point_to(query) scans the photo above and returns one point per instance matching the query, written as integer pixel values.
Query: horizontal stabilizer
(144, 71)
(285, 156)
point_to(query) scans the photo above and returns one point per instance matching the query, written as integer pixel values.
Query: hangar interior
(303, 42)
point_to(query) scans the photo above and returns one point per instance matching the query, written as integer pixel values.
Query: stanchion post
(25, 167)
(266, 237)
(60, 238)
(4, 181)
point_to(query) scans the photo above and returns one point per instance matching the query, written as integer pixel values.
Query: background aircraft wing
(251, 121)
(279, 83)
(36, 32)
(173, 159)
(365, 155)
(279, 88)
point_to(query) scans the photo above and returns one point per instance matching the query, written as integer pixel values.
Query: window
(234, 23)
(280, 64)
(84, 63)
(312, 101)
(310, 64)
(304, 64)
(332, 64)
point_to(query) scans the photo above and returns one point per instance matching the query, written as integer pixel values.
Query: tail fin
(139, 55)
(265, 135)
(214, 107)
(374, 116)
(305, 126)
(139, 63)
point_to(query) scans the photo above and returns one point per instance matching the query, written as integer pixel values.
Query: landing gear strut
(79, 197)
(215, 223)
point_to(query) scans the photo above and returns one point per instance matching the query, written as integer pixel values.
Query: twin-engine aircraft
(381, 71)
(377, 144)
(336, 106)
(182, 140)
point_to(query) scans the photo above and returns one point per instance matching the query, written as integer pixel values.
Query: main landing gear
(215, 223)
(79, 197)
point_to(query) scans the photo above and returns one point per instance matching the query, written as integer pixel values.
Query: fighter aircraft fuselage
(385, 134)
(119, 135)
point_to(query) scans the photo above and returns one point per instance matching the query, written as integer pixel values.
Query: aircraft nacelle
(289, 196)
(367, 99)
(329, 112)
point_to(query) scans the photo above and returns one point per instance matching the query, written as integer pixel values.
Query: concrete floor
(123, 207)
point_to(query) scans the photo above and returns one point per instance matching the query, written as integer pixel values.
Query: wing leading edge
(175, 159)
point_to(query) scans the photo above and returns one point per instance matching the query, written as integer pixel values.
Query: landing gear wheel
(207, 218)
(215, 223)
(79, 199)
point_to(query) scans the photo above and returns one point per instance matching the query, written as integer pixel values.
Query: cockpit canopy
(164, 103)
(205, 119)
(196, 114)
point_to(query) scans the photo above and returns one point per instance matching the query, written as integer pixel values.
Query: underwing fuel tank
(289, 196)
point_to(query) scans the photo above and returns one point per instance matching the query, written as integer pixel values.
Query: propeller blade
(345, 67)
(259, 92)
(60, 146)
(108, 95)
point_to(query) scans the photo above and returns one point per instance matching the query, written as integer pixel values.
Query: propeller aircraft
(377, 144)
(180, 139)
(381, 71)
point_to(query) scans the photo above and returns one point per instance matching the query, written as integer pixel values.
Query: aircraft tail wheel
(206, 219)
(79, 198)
********************
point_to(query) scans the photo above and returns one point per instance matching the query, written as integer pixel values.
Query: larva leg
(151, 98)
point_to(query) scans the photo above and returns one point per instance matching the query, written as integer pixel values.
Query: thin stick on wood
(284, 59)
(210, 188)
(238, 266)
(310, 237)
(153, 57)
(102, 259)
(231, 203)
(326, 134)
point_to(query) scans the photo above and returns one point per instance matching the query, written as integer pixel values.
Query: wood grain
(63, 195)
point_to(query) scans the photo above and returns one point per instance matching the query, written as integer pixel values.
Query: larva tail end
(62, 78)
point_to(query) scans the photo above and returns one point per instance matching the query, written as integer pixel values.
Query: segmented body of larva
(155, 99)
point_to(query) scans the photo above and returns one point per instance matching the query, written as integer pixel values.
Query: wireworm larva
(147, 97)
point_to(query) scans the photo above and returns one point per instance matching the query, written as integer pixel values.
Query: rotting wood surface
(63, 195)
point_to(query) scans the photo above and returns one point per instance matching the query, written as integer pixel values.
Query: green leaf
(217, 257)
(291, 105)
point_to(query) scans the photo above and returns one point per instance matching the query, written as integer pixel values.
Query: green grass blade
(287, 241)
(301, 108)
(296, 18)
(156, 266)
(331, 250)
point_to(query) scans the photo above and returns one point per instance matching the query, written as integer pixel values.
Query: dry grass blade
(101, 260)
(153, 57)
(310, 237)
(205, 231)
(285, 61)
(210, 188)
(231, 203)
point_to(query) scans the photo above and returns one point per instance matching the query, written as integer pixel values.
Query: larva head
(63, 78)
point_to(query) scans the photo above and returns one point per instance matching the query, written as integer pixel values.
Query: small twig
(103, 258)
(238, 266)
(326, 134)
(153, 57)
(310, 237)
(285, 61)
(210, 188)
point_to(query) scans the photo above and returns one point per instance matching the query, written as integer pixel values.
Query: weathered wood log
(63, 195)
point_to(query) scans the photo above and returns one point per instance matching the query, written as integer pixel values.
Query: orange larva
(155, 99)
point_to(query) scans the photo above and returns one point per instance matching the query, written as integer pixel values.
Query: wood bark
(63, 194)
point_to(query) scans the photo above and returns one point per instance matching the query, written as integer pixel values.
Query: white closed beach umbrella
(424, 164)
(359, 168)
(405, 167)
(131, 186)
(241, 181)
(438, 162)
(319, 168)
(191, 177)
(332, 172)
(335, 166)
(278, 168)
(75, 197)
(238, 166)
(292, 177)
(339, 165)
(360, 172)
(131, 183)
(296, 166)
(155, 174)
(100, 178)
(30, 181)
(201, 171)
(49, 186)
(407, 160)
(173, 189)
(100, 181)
********************
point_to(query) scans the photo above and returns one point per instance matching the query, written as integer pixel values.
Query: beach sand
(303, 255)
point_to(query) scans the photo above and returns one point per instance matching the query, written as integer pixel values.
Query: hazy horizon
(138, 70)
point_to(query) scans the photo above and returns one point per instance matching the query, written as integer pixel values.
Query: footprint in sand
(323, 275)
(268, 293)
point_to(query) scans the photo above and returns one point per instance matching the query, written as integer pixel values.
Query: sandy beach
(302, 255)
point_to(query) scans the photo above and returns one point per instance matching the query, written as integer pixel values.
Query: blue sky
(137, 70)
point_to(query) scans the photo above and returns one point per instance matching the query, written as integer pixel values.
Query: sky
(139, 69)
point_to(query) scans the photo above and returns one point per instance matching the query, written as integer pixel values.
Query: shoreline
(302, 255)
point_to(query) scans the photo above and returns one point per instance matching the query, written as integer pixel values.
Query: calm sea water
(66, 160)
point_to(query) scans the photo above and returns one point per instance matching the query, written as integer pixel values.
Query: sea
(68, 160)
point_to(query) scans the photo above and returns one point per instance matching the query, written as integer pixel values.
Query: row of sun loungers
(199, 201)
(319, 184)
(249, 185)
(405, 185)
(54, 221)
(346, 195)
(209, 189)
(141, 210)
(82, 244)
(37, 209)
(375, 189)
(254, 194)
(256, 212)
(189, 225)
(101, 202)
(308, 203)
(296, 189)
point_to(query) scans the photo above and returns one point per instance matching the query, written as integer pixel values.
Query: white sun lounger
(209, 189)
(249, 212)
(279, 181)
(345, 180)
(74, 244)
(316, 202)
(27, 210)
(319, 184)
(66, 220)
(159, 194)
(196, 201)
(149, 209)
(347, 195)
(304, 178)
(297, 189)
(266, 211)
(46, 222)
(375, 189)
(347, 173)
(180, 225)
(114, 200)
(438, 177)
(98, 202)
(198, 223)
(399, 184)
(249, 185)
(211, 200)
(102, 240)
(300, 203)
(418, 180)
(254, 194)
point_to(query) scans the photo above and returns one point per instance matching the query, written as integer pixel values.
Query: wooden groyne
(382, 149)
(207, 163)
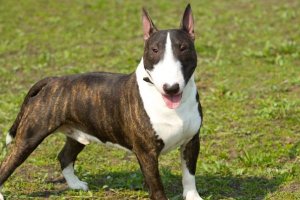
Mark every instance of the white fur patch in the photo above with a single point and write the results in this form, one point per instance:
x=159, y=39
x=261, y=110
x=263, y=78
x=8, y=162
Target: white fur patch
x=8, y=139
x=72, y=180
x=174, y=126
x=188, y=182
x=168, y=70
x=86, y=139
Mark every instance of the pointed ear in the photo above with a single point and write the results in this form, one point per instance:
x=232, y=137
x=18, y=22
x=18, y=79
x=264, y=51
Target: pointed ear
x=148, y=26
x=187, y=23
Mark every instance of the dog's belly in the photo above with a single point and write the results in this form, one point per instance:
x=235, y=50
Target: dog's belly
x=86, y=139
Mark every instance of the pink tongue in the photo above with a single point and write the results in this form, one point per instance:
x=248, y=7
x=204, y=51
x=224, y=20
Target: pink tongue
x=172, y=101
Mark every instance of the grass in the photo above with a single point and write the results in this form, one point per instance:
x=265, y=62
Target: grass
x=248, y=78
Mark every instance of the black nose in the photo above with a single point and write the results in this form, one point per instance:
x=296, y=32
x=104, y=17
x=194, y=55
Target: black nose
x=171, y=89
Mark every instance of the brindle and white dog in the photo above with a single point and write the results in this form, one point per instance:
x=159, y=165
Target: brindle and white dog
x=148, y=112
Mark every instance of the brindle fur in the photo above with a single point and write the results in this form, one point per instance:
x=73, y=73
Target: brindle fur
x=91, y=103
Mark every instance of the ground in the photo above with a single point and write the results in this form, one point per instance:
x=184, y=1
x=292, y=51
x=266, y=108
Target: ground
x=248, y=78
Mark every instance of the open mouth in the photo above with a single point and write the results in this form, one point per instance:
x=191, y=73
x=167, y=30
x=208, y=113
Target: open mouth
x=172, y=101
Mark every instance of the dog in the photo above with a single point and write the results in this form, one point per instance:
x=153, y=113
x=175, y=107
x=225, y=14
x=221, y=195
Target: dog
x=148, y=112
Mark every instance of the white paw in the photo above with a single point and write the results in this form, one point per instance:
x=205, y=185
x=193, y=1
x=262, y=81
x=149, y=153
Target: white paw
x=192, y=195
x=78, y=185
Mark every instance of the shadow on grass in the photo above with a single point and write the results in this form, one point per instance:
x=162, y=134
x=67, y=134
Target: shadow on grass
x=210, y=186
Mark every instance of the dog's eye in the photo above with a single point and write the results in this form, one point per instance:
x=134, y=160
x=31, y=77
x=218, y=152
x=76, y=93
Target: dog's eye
********************
▸ **Work to be completed**: Copy out only the lines of the records above from the one with "x=175, y=107" through the one with "Target: dog's eye", exactly as they stand, both included.

▸ **Reply to the task**:
x=175, y=107
x=225, y=14
x=221, y=195
Target: dog
x=148, y=112
Mark every instance of the white paw in the photo above with a single point and write the results in this form, one point per instance:
x=205, y=185
x=193, y=1
x=262, y=81
x=149, y=153
Target: white paw
x=192, y=195
x=78, y=185
Mark every instance of the shadow on grass in the photo above with a single point and write the results in this form, one point per instance:
x=162, y=134
x=67, y=134
Target: shadow on grass
x=210, y=186
Mark every instance of the dog's eye in the photo above with a single point and write the results in this form, one point per instance:
x=134, y=160
x=31, y=77
x=218, y=152
x=76, y=93
Target: dog's eye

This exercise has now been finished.